### SET TASK
Format the part of the items below that opens with the line containing "Spot-check the picture above for any black" and closes with the line containing "[0,158,57,280]", both lines included, as a JSON list of strings with one string per line and any blank lines omitted.

— Start SOURCE RECORDS —

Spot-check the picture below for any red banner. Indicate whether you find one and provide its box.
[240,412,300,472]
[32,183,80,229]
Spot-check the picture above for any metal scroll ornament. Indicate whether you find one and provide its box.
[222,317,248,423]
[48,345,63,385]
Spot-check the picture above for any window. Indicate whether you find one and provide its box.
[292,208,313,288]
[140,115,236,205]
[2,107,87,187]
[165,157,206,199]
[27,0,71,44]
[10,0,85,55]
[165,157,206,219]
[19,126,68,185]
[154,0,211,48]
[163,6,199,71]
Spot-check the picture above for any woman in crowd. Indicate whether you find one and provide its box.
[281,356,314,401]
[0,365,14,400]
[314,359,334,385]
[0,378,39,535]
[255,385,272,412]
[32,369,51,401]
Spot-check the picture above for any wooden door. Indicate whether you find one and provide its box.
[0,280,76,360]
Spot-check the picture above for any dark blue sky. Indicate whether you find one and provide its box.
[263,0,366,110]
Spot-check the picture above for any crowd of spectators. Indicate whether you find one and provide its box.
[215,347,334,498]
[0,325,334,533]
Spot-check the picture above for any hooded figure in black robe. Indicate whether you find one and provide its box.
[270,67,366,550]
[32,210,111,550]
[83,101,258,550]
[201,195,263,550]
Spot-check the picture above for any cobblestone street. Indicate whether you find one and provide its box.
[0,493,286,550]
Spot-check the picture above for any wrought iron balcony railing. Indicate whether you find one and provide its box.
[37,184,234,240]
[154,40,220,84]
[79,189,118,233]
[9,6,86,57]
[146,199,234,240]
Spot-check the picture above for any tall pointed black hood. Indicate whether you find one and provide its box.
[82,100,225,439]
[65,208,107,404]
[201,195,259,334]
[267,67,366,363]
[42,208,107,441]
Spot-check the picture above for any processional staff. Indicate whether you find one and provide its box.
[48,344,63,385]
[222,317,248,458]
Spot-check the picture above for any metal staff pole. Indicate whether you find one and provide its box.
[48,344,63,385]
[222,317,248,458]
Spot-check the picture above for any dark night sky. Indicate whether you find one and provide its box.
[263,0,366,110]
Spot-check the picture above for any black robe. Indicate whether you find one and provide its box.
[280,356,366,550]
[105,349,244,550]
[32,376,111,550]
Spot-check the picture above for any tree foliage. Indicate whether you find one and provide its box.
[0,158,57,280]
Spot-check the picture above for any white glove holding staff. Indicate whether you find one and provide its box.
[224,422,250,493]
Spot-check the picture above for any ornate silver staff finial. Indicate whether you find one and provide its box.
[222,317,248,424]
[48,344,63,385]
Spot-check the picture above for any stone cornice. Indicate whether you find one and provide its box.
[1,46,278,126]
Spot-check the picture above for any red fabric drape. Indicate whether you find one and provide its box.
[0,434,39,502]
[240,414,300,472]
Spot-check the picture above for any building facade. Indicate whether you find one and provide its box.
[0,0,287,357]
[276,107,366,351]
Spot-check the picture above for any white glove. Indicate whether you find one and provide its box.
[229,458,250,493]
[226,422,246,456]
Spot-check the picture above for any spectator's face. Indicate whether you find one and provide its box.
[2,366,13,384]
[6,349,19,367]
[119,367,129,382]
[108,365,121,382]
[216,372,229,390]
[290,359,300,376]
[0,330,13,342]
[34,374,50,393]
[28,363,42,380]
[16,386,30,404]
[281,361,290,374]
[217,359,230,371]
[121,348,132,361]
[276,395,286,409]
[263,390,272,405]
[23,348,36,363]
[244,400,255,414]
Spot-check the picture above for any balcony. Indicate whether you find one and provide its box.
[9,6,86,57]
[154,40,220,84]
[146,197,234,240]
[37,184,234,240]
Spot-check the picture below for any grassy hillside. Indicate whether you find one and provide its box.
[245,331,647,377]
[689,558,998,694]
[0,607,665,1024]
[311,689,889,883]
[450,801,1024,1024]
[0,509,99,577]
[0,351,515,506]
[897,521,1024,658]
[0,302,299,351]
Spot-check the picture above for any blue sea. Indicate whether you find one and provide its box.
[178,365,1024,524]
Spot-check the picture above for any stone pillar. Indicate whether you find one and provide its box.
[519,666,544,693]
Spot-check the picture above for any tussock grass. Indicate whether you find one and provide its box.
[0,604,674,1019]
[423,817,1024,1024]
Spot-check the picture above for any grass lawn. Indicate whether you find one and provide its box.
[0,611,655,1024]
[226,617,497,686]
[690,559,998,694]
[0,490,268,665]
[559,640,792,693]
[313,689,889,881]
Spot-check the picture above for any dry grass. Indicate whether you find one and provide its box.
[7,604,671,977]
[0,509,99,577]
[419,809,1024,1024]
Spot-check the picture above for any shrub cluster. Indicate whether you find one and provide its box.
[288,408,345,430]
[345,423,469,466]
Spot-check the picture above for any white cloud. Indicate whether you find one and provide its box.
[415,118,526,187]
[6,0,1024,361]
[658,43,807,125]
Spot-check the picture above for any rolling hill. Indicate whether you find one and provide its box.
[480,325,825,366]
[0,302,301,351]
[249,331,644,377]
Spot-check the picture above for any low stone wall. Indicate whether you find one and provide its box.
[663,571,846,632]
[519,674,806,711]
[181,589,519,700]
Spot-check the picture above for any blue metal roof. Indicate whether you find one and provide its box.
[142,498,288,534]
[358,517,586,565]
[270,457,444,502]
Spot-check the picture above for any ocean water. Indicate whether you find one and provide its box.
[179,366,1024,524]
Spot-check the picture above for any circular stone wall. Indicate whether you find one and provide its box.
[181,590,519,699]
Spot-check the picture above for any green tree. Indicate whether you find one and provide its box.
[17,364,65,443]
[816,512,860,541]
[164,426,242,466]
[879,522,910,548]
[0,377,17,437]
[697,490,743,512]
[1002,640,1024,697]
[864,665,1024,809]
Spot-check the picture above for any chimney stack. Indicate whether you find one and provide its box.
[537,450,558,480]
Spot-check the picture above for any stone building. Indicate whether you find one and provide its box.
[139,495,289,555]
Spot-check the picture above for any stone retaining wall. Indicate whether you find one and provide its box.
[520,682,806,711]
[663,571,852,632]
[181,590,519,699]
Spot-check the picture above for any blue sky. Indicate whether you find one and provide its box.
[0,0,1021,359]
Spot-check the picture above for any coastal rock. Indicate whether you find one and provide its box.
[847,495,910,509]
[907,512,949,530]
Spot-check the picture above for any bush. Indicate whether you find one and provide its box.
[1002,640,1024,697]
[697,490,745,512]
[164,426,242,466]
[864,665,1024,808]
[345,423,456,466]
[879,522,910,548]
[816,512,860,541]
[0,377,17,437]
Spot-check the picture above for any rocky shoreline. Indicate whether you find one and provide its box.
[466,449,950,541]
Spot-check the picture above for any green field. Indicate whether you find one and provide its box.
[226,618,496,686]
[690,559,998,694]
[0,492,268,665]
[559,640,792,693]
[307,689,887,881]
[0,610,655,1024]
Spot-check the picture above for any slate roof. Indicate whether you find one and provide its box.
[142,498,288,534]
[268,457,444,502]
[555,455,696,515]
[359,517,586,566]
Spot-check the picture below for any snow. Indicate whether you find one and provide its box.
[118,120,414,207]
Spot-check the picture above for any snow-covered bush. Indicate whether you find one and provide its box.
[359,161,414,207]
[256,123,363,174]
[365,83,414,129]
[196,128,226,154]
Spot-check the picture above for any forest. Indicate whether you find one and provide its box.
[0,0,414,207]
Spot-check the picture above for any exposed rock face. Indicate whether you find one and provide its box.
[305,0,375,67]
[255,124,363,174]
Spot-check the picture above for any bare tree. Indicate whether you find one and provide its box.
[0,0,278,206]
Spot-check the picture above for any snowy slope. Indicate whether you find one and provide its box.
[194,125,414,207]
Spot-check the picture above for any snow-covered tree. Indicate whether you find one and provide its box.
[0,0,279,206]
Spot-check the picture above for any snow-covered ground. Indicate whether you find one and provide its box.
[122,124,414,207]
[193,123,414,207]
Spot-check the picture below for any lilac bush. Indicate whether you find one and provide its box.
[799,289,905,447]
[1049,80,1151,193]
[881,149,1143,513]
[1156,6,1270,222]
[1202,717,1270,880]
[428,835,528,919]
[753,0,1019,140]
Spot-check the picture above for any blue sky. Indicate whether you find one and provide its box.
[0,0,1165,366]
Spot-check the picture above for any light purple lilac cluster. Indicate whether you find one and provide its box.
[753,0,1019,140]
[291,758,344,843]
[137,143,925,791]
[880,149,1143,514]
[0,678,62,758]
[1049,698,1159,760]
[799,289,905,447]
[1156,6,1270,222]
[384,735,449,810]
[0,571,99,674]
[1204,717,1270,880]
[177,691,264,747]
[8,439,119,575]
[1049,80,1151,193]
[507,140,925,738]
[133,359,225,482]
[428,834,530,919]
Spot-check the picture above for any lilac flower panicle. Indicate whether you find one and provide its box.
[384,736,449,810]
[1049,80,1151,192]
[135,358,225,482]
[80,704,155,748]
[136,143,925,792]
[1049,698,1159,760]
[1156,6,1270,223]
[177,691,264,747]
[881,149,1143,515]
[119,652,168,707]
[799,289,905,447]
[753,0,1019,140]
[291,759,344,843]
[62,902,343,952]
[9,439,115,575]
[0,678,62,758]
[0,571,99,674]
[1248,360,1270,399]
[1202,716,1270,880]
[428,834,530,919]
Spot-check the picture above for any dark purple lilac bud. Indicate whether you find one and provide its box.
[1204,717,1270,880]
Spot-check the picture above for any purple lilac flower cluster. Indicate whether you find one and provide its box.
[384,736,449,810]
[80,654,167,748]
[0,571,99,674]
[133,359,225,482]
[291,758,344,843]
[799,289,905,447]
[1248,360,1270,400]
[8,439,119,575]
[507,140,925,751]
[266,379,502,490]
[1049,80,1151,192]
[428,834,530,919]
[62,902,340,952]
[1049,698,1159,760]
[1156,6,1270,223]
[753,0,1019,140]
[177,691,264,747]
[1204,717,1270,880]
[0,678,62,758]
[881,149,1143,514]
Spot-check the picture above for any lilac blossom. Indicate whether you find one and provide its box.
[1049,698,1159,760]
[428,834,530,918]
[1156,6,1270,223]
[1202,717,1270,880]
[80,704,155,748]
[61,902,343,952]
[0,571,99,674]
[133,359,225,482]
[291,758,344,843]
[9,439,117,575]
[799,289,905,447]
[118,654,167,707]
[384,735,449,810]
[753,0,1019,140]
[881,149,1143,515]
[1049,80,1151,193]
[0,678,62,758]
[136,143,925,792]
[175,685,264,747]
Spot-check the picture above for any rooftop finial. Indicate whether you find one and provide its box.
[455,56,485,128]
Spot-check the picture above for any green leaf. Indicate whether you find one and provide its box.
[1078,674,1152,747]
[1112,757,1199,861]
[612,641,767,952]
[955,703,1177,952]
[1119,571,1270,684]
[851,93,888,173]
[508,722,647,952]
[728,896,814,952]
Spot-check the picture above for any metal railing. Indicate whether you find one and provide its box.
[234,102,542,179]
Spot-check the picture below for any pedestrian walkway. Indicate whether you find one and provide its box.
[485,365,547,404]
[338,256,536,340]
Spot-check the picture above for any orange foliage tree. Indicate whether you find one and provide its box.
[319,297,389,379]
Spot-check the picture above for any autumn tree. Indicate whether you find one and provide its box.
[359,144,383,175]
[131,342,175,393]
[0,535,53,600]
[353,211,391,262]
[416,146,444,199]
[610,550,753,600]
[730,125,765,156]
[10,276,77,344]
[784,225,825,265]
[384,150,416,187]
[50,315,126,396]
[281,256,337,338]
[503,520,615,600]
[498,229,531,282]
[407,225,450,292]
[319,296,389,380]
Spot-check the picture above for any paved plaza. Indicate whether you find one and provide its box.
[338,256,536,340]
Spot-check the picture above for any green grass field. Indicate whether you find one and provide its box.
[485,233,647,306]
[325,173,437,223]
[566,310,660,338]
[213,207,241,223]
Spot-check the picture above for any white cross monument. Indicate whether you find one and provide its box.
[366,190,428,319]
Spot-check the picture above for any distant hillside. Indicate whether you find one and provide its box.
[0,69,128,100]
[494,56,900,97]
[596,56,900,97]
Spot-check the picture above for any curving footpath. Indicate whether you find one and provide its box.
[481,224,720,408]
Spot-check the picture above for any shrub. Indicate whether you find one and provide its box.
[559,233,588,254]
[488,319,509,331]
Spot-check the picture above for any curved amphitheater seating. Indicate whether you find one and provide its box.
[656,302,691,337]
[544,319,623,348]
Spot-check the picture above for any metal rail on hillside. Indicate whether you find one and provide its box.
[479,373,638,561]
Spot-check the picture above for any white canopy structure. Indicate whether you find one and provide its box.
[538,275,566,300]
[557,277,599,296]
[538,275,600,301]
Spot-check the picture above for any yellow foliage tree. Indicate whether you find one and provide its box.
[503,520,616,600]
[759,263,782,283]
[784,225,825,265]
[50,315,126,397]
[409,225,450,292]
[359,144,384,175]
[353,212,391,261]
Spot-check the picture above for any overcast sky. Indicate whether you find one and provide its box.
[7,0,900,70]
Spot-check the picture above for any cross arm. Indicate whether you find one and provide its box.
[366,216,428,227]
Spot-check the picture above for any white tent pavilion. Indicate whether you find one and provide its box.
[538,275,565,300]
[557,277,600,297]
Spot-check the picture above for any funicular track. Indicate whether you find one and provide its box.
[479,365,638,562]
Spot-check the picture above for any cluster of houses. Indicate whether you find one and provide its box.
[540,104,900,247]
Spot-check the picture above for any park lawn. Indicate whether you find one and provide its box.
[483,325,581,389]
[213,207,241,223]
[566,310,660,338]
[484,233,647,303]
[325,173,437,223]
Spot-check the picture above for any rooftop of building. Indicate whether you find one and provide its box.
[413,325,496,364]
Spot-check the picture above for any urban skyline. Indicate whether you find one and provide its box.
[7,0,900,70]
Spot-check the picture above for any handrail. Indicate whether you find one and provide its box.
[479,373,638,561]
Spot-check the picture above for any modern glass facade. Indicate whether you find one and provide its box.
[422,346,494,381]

— End SOURCE RECORDS —

### RIGHT ANSWER
[
  "Spot-check the picture above for any black robe. Indicate whether you find one and provide its box.",
  "[280,356,366,550]",
  "[105,349,244,550]",
  "[32,376,111,550]",
  "Spot-check the picture above for any tree foliage. Indicate whether you find one and provide its box.",
  "[0,158,57,280]"
]